───── Data in this exercise ─────

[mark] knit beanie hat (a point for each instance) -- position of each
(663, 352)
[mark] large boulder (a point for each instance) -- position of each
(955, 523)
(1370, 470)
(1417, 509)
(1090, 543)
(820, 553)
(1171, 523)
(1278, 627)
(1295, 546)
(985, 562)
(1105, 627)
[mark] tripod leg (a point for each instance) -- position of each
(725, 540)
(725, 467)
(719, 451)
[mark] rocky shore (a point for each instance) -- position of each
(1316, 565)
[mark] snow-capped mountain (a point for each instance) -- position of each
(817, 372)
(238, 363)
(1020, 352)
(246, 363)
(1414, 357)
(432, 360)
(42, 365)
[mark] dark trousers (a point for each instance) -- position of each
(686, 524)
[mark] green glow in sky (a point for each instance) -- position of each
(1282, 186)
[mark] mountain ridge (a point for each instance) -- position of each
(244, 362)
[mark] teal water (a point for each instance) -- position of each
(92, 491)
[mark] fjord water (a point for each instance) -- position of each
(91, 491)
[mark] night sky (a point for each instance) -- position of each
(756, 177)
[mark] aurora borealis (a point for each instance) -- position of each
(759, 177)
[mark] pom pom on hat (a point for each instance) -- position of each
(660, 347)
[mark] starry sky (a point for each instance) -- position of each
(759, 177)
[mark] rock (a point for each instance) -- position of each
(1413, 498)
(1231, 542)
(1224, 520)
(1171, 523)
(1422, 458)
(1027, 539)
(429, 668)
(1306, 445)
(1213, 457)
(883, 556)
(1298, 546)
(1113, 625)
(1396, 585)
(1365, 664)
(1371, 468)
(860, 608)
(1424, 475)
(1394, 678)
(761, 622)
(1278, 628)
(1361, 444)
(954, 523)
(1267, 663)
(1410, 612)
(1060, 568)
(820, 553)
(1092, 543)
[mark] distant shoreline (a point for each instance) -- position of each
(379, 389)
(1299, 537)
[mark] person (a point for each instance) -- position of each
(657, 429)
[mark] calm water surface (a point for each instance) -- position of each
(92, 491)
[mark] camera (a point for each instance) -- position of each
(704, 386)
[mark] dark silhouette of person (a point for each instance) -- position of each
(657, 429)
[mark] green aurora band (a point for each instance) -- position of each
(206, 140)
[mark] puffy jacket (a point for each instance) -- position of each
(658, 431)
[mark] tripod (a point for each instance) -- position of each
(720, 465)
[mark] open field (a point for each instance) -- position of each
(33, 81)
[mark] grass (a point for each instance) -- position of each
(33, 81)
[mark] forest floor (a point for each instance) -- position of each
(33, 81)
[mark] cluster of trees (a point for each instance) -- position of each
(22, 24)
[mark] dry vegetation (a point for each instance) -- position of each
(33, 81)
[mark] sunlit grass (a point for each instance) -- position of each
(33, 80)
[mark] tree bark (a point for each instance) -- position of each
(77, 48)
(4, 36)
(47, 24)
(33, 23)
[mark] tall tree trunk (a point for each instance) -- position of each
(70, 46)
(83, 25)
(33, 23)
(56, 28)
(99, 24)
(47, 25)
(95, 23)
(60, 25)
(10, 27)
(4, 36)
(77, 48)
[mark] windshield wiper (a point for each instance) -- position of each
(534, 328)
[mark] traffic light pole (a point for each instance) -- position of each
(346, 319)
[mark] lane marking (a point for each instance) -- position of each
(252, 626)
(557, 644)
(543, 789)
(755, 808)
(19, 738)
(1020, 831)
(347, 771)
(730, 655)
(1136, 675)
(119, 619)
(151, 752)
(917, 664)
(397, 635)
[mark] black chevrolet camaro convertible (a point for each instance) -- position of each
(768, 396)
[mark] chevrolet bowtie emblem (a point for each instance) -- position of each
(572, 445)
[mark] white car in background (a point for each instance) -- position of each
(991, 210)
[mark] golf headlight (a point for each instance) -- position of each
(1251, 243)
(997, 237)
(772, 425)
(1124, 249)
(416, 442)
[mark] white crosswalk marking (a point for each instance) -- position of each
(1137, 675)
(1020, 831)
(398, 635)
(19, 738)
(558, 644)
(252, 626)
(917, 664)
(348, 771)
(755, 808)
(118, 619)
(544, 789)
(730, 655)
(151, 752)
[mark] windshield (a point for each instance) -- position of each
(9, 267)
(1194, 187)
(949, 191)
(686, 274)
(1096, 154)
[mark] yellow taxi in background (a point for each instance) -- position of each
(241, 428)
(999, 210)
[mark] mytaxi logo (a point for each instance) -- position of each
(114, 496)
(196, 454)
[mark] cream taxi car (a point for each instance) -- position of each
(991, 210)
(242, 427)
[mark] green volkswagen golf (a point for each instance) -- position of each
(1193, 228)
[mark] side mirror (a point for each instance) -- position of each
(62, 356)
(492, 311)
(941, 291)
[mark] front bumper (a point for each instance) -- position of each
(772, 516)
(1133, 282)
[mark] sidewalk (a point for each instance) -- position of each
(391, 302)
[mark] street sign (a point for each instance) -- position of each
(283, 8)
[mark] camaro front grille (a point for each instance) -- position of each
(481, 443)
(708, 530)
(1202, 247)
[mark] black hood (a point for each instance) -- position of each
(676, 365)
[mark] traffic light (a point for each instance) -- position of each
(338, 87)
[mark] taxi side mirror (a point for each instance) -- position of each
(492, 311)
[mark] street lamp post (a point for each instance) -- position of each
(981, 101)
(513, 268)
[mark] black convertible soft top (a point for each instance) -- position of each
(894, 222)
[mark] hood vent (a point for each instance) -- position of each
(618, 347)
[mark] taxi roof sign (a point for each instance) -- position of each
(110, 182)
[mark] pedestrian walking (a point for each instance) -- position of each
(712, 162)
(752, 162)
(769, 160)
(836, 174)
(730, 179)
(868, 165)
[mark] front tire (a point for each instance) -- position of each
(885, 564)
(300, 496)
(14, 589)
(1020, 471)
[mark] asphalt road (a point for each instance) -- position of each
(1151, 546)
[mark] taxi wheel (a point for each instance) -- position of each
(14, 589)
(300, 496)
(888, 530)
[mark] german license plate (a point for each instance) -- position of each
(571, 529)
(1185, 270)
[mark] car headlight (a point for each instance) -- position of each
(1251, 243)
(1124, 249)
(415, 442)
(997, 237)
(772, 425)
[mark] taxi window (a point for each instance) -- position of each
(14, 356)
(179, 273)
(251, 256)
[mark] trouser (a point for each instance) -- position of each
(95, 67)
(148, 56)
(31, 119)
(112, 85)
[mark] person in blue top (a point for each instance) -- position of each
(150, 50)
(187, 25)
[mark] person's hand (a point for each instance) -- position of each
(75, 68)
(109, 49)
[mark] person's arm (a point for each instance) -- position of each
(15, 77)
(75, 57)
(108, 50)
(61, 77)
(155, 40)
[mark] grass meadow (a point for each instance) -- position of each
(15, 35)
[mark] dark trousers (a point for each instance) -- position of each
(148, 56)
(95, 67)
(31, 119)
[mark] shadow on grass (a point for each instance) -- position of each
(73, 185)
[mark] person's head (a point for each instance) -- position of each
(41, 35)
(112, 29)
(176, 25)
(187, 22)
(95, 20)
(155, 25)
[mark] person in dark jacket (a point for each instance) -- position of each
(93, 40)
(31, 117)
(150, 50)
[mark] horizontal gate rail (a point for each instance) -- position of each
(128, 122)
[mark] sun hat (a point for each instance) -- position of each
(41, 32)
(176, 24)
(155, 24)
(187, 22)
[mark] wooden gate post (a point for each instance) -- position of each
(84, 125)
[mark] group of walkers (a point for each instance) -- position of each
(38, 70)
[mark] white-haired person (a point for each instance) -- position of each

─────

Can you write out every one of the lines above again, swapping "position of each" for "location of each" wherever it occurs and keeping everything else the same?

[mark] knit beanie hat (a point for each instance) -- location of each
(663, 352)
[mark] large boulder (a point for each instance) -- location of each
(955, 523)
(1370, 470)
(1417, 509)
(1090, 543)
(820, 553)
(1171, 523)
(1278, 627)
(1295, 546)
(985, 562)
(1105, 627)
[mark] tripod leg (a point for each instance) -- location of each
(725, 540)
(725, 467)
(719, 451)
[mark] rocky shore (a point for each instance) -- location of each
(1316, 565)
[mark] snow-capped mountain (a point for each instance) -- location of each
(817, 372)
(238, 363)
(1020, 352)
(246, 363)
(1414, 357)
(432, 360)
(42, 365)
[mark] dark trousers (a point for each instance) -- location of each
(686, 524)
[mark] green glow in sky (a point for each instance) -- location of each
(1282, 186)
[mark] mountain ridge (a point for each instance) -- location of each
(244, 362)
[mark] teal water (a point for each instance) -- location of each
(92, 491)
[mark] fjord water (a point for each instance) -- location of each
(91, 491)
[mark] night sky (a point for each instance) -- location of each
(756, 177)
[mark] aurora borealis (a point for each instance) -- location of each
(759, 177)
[mark] pom pom on hat (a point for each instance) -- location of each
(660, 347)
[mark] starry sky (a point for each instance) -- location of each
(759, 177)
[mark] rock (a point for each instance) -- location of each
(1413, 498)
(1231, 542)
(1224, 520)
(1171, 523)
(1422, 458)
(1027, 539)
(429, 668)
(1306, 445)
(1213, 457)
(883, 556)
(1298, 546)
(1113, 625)
(1396, 585)
(1365, 664)
(1371, 468)
(860, 608)
(1424, 475)
(1394, 678)
(761, 622)
(1278, 628)
(1361, 444)
(954, 523)
(1267, 663)
(1410, 612)
(1060, 568)
(820, 553)
(1092, 543)
[mark] distant shoreline (a point for each instance) -- location of each
(379, 389)
(1299, 537)
[mark] person (a point for each instance) -- location of each
(657, 429)
[mark] calm water surface (a point for each instance) -- location of each
(92, 491)
[mark] camera (a point for each instance) -- location of each
(704, 386)
[mark] dark silhouette of person (a point for each instance) -- location of each
(657, 429)
[mark] green aurora band (a point for each instance) -- location of each
(206, 140)
[mark] puffy jacket (a point for each instance) -- location of each
(658, 431)
[mark] tripod (a point for each instance) -- location of each
(720, 465)
[mark] open field (a point for each instance) -- location of each
(33, 81)
[mark] grass (a point for each instance) -- location of each
(33, 81)
[mark] forest floor (a point for each instance) -- location of each
(33, 81)
[mark] cluster of trees (a point for each instance) -- location of each
(22, 24)
[mark] dry vegetation (a point for each instance) -- location of each
(33, 81)
[mark] sunlit grass (a point for each instance) -- location of each
(33, 80)
[mark] tree bark (a point for each instance) -- location of each
(77, 48)
(4, 36)
(47, 24)
(33, 23)
[mark] tall tree trunk (a point for each instance) -- location of each
(70, 46)
(83, 25)
(33, 23)
(56, 28)
(99, 24)
(47, 25)
(95, 23)
(60, 25)
(10, 27)
(4, 36)
(77, 48)
[mark] windshield wiper (a point for each instance) -- location of each
(534, 328)
[mark] traffic light pole (a point for each instance) -- location of each
(346, 319)
[mark] lane marking (a point for each instance) -- location of each
(252, 626)
(557, 644)
(543, 789)
(755, 808)
(19, 738)
(1020, 831)
(347, 771)
(730, 655)
(1136, 675)
(119, 619)
(151, 752)
(917, 664)
(397, 635)
[mark] black chevrolet camaro convertible (a point for each instance) -- location of each
(768, 396)
[mark] chevrolet bowtie emblem (a point for each instance) -- location of each
(572, 445)
[mark] white car in background (a point for each instance) -- location of each
(991, 210)
[mark] golf headlight (a point for each instance) -- location of each
(1251, 243)
(997, 237)
(772, 425)
(1124, 249)
(416, 442)
[mark] white crosswalk marking (a point for each instance) -- location of each
(1137, 675)
(1020, 831)
(398, 635)
(19, 738)
(558, 644)
(252, 626)
(917, 664)
(348, 771)
(755, 808)
(118, 619)
(544, 789)
(730, 655)
(151, 752)
[mark] windshield (a point for each instance) -- location of each
(9, 267)
(1194, 187)
(949, 191)
(686, 274)
(1096, 154)
[mark] yellow taxi in background (a point for each instance) -- location of each
(241, 428)
(999, 210)
[mark] mytaxi logo (a point for each instance) -- location of each
(114, 496)
(196, 454)
[mark] cream taxi car (a point for each instance) -- location of each
(991, 210)
(242, 427)
[mark] green volkswagen golf (a point for each instance) -- location of each
(1193, 228)
[mark] side mirror (a point for each instance) -- location of each
(62, 356)
(492, 311)
(941, 291)
[mark] front bumper (a point for each instance) -- location of each
(772, 516)
(1133, 282)
[mark] sidewalk (a point for each instance) -- location of each
(391, 302)
[mark] street sign (a point for each instance) -- location of each
(283, 8)
[mark] camaro front grille (a point for each instance) -- location of each
(481, 443)
(708, 530)
(1202, 247)
[mark] black hood (a point for each instance) -- location of each
(676, 365)
[mark] traffic light (a point for each instance) -- location of each
(338, 87)
[mark] taxi side mirror (a point for each instance) -- location of each
(492, 311)
[mark] street lamp post (a point for each instance) -- location of each
(981, 101)
(513, 268)
[mark] black convertible soft top (a point for each instance) -- location of each
(894, 222)
[mark] hood vent (a point for each instance) -- location of each
(618, 347)
[mark] taxi roof sign (a point for each instance) -- location of each
(110, 182)
[mark] pedestrian walking (a point for each instance) -- location of each
(712, 162)
(752, 162)
(769, 160)
(836, 174)
(730, 179)
(868, 165)
[mark] front tire (a point for each instance) -- location of each
(885, 564)
(300, 496)
(14, 589)
(1020, 471)
[mark] asphalt road (a point for each instance) -- location of each
(1151, 546)
[mark] taxi wheel (a point for each instance) -- location of each
(14, 589)
(300, 496)
(888, 530)
[mark] german license plate (a point for each instance) -- location of each
(571, 529)
(1185, 270)
[mark] car headlight (a point for each instance) -- location of each
(1251, 243)
(1124, 249)
(415, 442)
(997, 237)
(772, 425)
[mark] taxi window (a point for each instance) -- location of each
(14, 356)
(179, 273)
(251, 256)
[mark] trouser (a point for each instance) -- location of each
(95, 67)
(148, 56)
(31, 119)
(112, 85)
[mark] person in blue top (a point for each instance) -- location of each
(150, 50)
(187, 25)
[mark] person's hand (a point for each instance) -- location of each
(75, 68)
(109, 49)
[mark] person's arm (a point for each instance) -- location of each
(15, 77)
(75, 57)
(108, 50)
(61, 77)
(155, 40)
[mark] grass meadow (a point for each instance) -- location of each
(15, 35)
[mark] dark trousers (a point for each instance) -- location of each
(148, 56)
(95, 67)
(31, 119)
[mark] shadow on grass (a point for each instance) -- location of each
(73, 185)
[mark] person's head (a point for each instance) -- location of each
(41, 35)
(112, 29)
(176, 25)
(187, 22)
(95, 20)
(155, 25)
[mark] person in dark jacket (a point for each instance) -- location of each
(93, 40)
(31, 117)
(150, 50)
[mark] horizontal gate rail (a point for each instance) -- location of each
(128, 122)
[mark] sun hat (a point for each instance) -- location of each
(41, 32)
(176, 24)
(155, 24)
(187, 22)
[mark] wooden gate post (a point for each instance) -- location of each
(84, 125)
[mark] group of walkers (a point for each instance) -- location of each
(38, 70)
[mark] white-haired person (a point for each instance) -- location of each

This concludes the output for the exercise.